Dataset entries
::::
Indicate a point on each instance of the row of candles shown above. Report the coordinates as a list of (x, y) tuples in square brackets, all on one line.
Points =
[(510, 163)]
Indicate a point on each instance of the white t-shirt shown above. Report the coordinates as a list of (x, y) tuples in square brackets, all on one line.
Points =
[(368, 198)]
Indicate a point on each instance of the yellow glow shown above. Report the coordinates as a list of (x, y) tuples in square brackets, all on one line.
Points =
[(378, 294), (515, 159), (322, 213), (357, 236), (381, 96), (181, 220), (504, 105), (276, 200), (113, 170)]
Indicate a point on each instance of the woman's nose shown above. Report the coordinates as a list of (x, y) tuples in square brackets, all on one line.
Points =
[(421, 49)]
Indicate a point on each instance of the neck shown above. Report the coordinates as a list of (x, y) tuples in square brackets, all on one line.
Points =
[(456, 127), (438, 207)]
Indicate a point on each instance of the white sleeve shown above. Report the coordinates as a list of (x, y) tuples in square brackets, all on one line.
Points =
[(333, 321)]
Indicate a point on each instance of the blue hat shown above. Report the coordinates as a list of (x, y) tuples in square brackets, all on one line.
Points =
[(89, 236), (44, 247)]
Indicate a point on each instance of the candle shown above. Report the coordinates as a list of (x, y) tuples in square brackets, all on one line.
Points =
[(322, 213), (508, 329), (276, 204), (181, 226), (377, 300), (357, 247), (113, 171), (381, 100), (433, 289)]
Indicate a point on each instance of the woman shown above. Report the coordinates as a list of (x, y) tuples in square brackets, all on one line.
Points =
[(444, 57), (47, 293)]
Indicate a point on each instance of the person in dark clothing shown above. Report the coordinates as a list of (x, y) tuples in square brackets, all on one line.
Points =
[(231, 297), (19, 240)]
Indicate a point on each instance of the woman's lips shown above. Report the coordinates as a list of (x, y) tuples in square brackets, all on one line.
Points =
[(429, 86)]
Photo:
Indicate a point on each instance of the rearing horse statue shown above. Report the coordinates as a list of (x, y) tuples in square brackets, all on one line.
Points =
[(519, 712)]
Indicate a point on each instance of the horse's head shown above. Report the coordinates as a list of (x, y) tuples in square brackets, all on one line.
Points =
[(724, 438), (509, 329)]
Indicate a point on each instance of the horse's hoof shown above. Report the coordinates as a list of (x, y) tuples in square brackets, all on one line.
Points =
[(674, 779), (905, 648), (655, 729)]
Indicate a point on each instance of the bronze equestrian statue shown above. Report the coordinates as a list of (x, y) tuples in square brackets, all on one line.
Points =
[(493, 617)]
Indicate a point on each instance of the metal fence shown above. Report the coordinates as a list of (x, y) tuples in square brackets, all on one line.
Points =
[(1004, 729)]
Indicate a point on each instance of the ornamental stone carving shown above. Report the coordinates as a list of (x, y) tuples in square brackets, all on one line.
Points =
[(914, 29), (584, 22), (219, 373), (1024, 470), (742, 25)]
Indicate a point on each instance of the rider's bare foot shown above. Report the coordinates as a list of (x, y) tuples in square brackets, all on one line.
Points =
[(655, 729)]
::::
_What you need to do_.
Nothing in the records above may differ in your copy; retype them in full.

_Exercise solution_.
Indicate a point on each instance of the row of candles shown above. Report the coordinates as a list of (x, y) tuples in square brackets, all on one line.
Points =
[(510, 163)]
Indicate a point on each instance of the white t-shirt shown above. Report the coordinates as a list of (x, y) tuples in square brackets, all on one line.
Points =
[(368, 198)]
Indicate a point on each instance of the yellow glow shown above. Report the coordinates as a list of (x, y) tuples in square brackets, all on one line.
Points =
[(378, 294), (515, 159), (322, 213), (357, 236), (381, 96), (181, 220), (504, 105), (276, 200), (113, 170)]
Indicate a point on each instance of the woman's nose shown above. Report the coordinates as a list of (x, y) tuples in square brackets, all on one line.
Points =
[(421, 49)]
Indicate a point on each instance of the neck shown above. Report the coordinates as a list of (x, y) tuples in square brackets, all on one line.
Points =
[(456, 127), (438, 207)]
Indicate a point on each instance of the white sleeve shown above. Report the coordinates as a list of (x, y) tuples in square brackets, all on one line.
Points =
[(333, 321)]
Indicate a point on each instance of the blue hat shown above. Report the coordinates as a list of (x, y) tuples in square brackets, all on one line.
Points =
[(89, 236), (44, 247)]
Indicate a point on each instance of the candle shown above. Report the coordinates as a list of (x, y) tuples in square brackets, all on one line.
Points =
[(322, 213), (508, 329), (276, 204), (181, 226), (377, 300), (357, 247), (113, 171), (381, 100), (433, 289)]
Indicate a point on each instance of the woman shown above. Report the coordinates as a list of (x, y) tuples in square brackets, all on one line.
Points =
[(444, 57), (47, 293)]
Indicate a point on each instance of the person in dark clothing shown above. Report the coordinates as a list of (x, y) tuples in square brackets, all on one line.
Points =
[(231, 297), (19, 240)]
Indicate a point on each instance of the woman's lips shown above. Report the coordinates as a list of (x, y) tuples in square brackets, all on one line.
Points =
[(429, 86)]
Photo:
Indicate a point on each instance of the rearing horse statue shown above. Report the coordinates as a list of (x, y) tuples in square brackets, all on one line.
Points =
[(519, 712)]
Indicate a point on each instance of the horse's head shown above. Report the coordinates as a list of (x, y) tuples in square brackets, all on one line.
Points =
[(724, 438), (509, 329)]
Indicate a point on each instance of the horse's hoof shown above. Report the coordinates as a list of (x, y) tuples in square brackets, all on one line.
Points =
[(674, 779), (905, 648), (655, 729)]
Indicate a point on each instance of the bronze equestrian statue shown above. Report the coordinates as a list of (x, y) tuples in square brackets, all on one line.
Points =
[(493, 617)]
Indicate a point on each instance of the metal fence shown above. Report the coordinates as a list of (x, y) tuples in square brackets, all on one line.
Points =
[(1004, 729)]
Indicate a point on each instance of the ornamental stone carving shown above. Report the coordinates as a list of (x, y) tuples in square brackets, all on one line.
Points =
[(914, 29), (584, 22), (219, 373), (1024, 470), (742, 25)]
Indicate a point on each instance of the rider's bare foot shown above. Report the coordinates as a list of (x, y) tuples in square brackets, all on one line.
Points =
[(655, 729)]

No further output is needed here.